[[ SOURCE DATA, beginning ]]

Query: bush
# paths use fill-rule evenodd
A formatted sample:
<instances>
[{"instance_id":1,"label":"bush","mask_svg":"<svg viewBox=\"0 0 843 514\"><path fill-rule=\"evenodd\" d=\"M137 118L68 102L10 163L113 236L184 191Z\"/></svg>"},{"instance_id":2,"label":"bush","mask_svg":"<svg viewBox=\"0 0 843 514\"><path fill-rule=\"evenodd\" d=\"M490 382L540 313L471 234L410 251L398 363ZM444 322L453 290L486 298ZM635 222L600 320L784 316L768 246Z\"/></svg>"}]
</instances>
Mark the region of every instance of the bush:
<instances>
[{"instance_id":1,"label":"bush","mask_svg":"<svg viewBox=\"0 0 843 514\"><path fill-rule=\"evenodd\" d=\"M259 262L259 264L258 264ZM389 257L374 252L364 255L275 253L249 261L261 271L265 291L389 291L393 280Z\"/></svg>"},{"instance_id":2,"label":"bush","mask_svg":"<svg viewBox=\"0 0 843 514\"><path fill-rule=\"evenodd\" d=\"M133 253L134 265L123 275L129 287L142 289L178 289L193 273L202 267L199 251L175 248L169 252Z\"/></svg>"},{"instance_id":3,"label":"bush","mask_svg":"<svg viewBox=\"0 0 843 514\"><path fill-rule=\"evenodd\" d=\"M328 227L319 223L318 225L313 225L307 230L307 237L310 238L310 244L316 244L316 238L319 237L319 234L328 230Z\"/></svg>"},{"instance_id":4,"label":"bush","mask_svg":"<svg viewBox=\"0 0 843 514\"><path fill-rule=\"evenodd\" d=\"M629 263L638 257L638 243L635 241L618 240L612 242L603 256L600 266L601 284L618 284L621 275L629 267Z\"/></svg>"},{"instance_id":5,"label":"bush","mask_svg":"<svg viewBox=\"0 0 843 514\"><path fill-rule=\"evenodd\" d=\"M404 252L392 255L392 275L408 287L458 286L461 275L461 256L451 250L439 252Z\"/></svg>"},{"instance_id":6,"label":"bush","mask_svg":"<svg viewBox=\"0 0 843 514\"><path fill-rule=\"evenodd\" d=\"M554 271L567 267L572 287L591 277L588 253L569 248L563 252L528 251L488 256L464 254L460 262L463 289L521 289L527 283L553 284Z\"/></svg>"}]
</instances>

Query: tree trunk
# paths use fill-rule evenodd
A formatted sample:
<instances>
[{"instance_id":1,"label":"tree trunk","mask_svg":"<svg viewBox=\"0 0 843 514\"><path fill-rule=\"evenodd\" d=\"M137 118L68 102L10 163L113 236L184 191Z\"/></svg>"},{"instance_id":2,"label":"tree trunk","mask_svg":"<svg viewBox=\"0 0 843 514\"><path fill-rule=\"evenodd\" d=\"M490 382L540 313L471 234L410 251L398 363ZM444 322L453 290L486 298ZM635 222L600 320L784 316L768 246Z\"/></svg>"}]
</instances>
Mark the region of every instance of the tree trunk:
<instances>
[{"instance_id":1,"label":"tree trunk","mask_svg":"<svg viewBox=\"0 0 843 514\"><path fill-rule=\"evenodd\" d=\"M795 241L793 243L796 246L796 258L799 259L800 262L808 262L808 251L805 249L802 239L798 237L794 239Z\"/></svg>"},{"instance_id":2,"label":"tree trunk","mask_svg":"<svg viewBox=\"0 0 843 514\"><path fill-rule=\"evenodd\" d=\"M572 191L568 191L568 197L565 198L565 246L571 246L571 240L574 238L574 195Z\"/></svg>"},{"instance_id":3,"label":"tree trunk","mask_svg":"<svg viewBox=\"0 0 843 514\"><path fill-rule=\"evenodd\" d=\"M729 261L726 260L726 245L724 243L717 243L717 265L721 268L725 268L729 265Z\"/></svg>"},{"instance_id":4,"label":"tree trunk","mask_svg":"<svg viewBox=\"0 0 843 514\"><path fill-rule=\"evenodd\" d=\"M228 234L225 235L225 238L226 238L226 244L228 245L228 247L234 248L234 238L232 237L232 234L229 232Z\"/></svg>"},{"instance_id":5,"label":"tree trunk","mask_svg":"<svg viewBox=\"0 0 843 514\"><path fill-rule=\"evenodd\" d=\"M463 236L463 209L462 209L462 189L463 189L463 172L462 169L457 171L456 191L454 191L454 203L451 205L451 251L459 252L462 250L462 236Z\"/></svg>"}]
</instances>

[[ SOURCE DATA, end ]]

The records must be given again in full, exactly as shown.

Query: bush
# paths use fill-rule evenodd
A formatted sample:
<instances>
[{"instance_id":1,"label":"bush","mask_svg":"<svg viewBox=\"0 0 843 514\"><path fill-rule=\"evenodd\" d=\"M137 118L68 102L10 163L113 236L184 191Z\"/></svg>"},{"instance_id":2,"label":"bush","mask_svg":"<svg viewBox=\"0 0 843 514\"><path fill-rule=\"evenodd\" d=\"M490 382L540 313L471 234L410 251L398 363ZM444 322L453 290L486 298ZM635 222L600 320L784 316L768 246Z\"/></svg>"}]
</instances>
Mark the region of every instance of the bush:
<instances>
[{"instance_id":1,"label":"bush","mask_svg":"<svg viewBox=\"0 0 843 514\"><path fill-rule=\"evenodd\" d=\"M259 262L259 264L258 264ZM389 257L374 252L364 255L275 253L249 261L261 271L265 291L389 291L393 280Z\"/></svg>"},{"instance_id":2,"label":"bush","mask_svg":"<svg viewBox=\"0 0 843 514\"><path fill-rule=\"evenodd\" d=\"M133 253L134 265L123 275L129 287L142 289L178 289L193 273L202 267L199 251L175 248L169 252Z\"/></svg>"},{"instance_id":3,"label":"bush","mask_svg":"<svg viewBox=\"0 0 843 514\"><path fill-rule=\"evenodd\" d=\"M328 227L319 223L318 225L313 225L307 230L307 237L310 238L310 244L316 244L316 238L319 237L319 234L328 230Z\"/></svg>"},{"instance_id":4,"label":"bush","mask_svg":"<svg viewBox=\"0 0 843 514\"><path fill-rule=\"evenodd\" d=\"M629 263L638 257L638 243L635 241L618 240L612 242L603 256L600 266L601 284L618 284L621 275L629 267Z\"/></svg>"},{"instance_id":5,"label":"bush","mask_svg":"<svg viewBox=\"0 0 843 514\"><path fill-rule=\"evenodd\" d=\"M404 252L392 255L392 275L408 287L458 286L461 275L461 256L451 250L439 252Z\"/></svg>"},{"instance_id":6,"label":"bush","mask_svg":"<svg viewBox=\"0 0 843 514\"><path fill-rule=\"evenodd\" d=\"M554 271L567 267L572 287L591 277L588 253L569 248L563 252L528 251L488 256L464 254L460 262L463 289L521 289L527 283L553 284Z\"/></svg>"}]
</instances>

Query: tree trunk
# paths use fill-rule evenodd
A formatted sample:
<instances>
[{"instance_id":1,"label":"tree trunk","mask_svg":"<svg viewBox=\"0 0 843 514\"><path fill-rule=\"evenodd\" d=\"M137 118L68 102L10 163L113 236L184 191Z\"/></svg>"},{"instance_id":2,"label":"tree trunk","mask_svg":"<svg viewBox=\"0 0 843 514\"><path fill-rule=\"evenodd\" d=\"M490 382L540 313L471 234L410 251L398 363ZM444 322L453 290L486 298ZM635 222L600 320L784 316L768 246Z\"/></svg>"}]
</instances>
Mark the region of every instance of the tree trunk:
<instances>
[{"instance_id":1,"label":"tree trunk","mask_svg":"<svg viewBox=\"0 0 843 514\"><path fill-rule=\"evenodd\" d=\"M795 241L793 243L796 246L796 258L799 259L800 262L808 262L808 251L805 249L802 239L798 237L794 239Z\"/></svg>"},{"instance_id":2,"label":"tree trunk","mask_svg":"<svg viewBox=\"0 0 843 514\"><path fill-rule=\"evenodd\" d=\"M572 191L568 191L568 197L565 198L565 246L571 246L571 240L574 238L574 195Z\"/></svg>"},{"instance_id":3,"label":"tree trunk","mask_svg":"<svg viewBox=\"0 0 843 514\"><path fill-rule=\"evenodd\" d=\"M729 261L726 260L726 245L724 243L717 243L717 265L721 268L725 268L729 265Z\"/></svg>"},{"instance_id":4,"label":"tree trunk","mask_svg":"<svg viewBox=\"0 0 843 514\"><path fill-rule=\"evenodd\" d=\"M228 234L225 235L225 238L226 238L226 244L228 245L228 247L234 248L234 238L232 237L232 234L229 232Z\"/></svg>"},{"instance_id":5,"label":"tree trunk","mask_svg":"<svg viewBox=\"0 0 843 514\"><path fill-rule=\"evenodd\" d=\"M463 236L463 209L462 209L462 189L463 189L463 172L462 169L457 171L456 191L454 191L454 203L451 205L451 251L459 252L462 250L462 236Z\"/></svg>"}]
</instances>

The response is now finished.